Directions: Rescale the listing below by writing out every line again, requests included, with each answer point coordinate multiplied by 0.45 and rounded to a whole number (halves round up). Leave the numbers in the requests and their format samples unchanged, and omit the pictures from your output.

Task material:

>> begin

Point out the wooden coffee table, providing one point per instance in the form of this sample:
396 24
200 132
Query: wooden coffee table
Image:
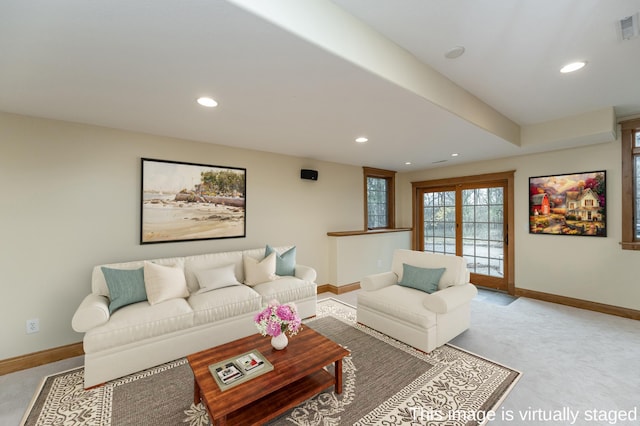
298 374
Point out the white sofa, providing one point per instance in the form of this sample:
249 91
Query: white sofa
420 319
141 335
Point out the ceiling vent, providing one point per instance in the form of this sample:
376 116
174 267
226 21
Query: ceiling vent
629 27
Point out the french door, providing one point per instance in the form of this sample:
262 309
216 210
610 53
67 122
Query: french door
469 218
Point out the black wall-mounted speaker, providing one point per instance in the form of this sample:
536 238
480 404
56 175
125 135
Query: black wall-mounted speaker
309 174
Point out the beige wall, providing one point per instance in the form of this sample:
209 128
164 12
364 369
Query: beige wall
356 256
587 268
70 194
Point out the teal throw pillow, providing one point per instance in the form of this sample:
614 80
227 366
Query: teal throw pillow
126 286
285 262
423 279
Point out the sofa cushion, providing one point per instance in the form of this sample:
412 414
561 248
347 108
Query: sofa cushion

>> end

Full response:
Point out the wooden coffee table, providing one point per instance in the form of this sample:
396 24
200 132
Query: wooden coffee table
Image:
134 168
Point out the white sofa, providing one point per instance in the form of this sample:
249 91
Query: white sofa
189 144
63 151
Point out the ceiling vent, providing one point per instance in the form of this sample:
376 116
174 267
226 21
Query: ceiling vent
283 12
Point out the french door, providing one point per instance in the form of this sample:
262 309
216 210
610 53
67 122
Query: french door
211 98
Point out the black wall-mounted speaker, providing one point per instance in the form of this sample:
536 238
480 404
56 175
125 135
Query: black wall-mounted speaker
139 78
Point out the beige wall, providing one point per instance in the form of this sample:
209 128
164 12
364 369
Query: beige wall
160 115
264 121
32 87
Point out the teal throw pillow, providing one point per instance in the form of this sample:
614 80
227 366
Query: teal throw pillow
57 129
128 118
190 126
Point out the sofa cushion, providing one point per instance in the form of this sample:
412 414
561 248
347 108
Query: sofa cushion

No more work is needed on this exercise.